» Work instructions: Could you give the records below as a two-column CSV with the columns "query" and "response", one row per record, holding its text and its answer? Put each field in quotes, turn line breaks into spaces, and leave the pictures out.

[Named object pointing entries]
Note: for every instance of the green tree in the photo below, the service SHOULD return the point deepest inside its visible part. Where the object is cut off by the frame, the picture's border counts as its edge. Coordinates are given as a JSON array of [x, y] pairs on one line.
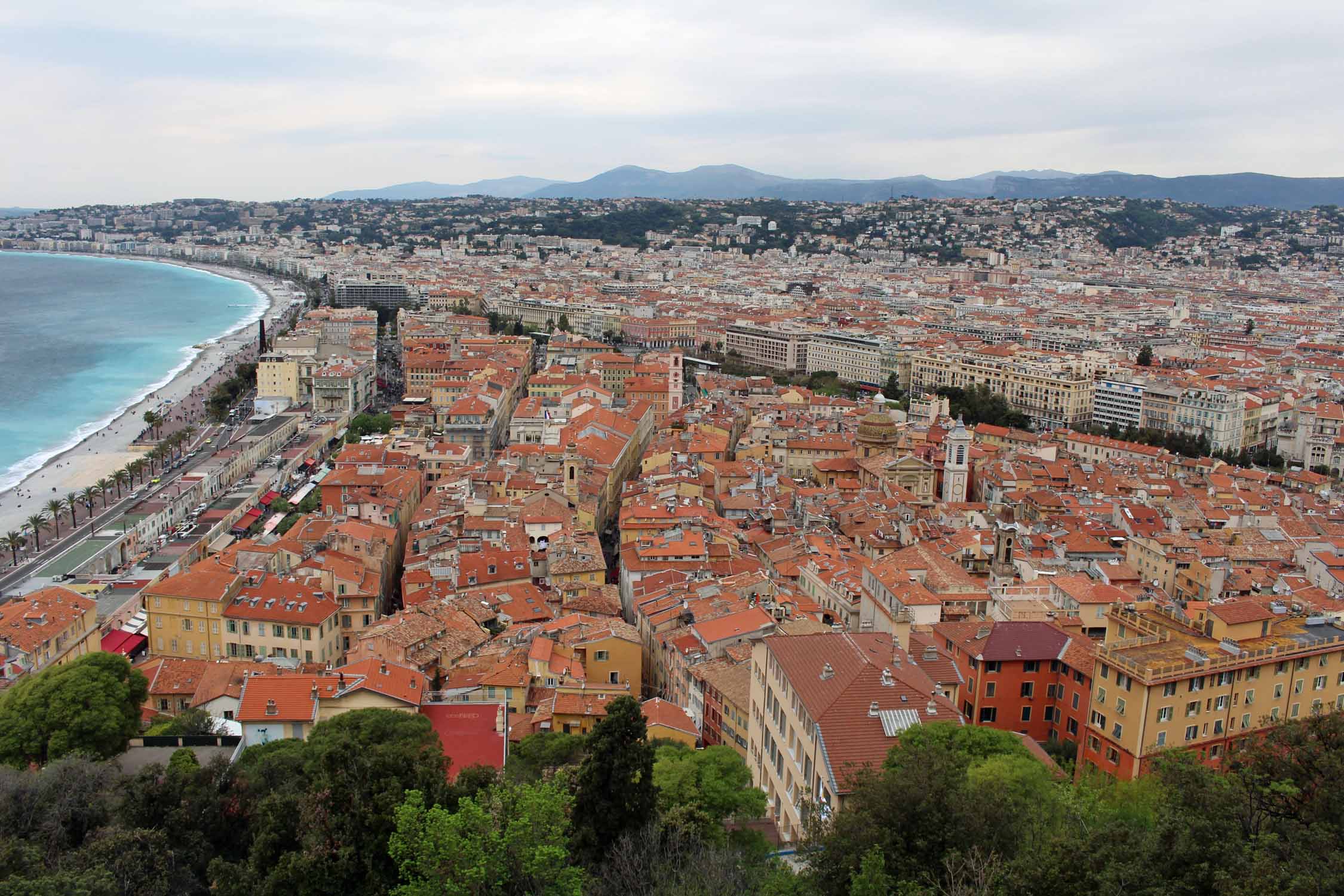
[[616, 781], [701, 789], [56, 507], [89, 705], [514, 839], [539, 755], [36, 524], [183, 760], [872, 879], [14, 541]]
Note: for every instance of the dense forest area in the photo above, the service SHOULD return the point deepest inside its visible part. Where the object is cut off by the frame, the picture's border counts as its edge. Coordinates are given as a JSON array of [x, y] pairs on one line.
[[363, 808]]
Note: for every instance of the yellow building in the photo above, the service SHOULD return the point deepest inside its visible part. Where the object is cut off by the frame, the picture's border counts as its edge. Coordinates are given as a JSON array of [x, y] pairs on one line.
[[277, 375], [1168, 680], [46, 628], [185, 613]]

» Output:
query,response
"Note: for every instance of the green tree in the photo below, the service SHOULD return the point deepest inside its visible part. Where the object is cut off by the frame, the picture's border counts as its edge. Coordinates are given as a JSON array of [x, y] pairs on one line.","[[616, 781], [701, 789], [56, 507], [89, 705], [514, 839], [539, 755], [36, 524], [183, 760], [872, 879], [14, 541]]"
"Note: for every instance of the dense forest area in the photo above, the service SHOULD return the point deepest inside its visible part. Where the object is cut off by the frame, the picture's border counts as its edge. Coordinates are given as a JSON array of [x, y] pairs on one line.","[[363, 808]]"
"Note: for every instance of the yellow building in the photo above, the service SHOULD return the point deepest inside its visible part. Where the object is cut off by the frame, the picture's border counts as its edge. Coordinates are given as a JSON array of [x, y] pairs on one line.","[[277, 375], [1168, 680], [46, 628], [185, 613]]"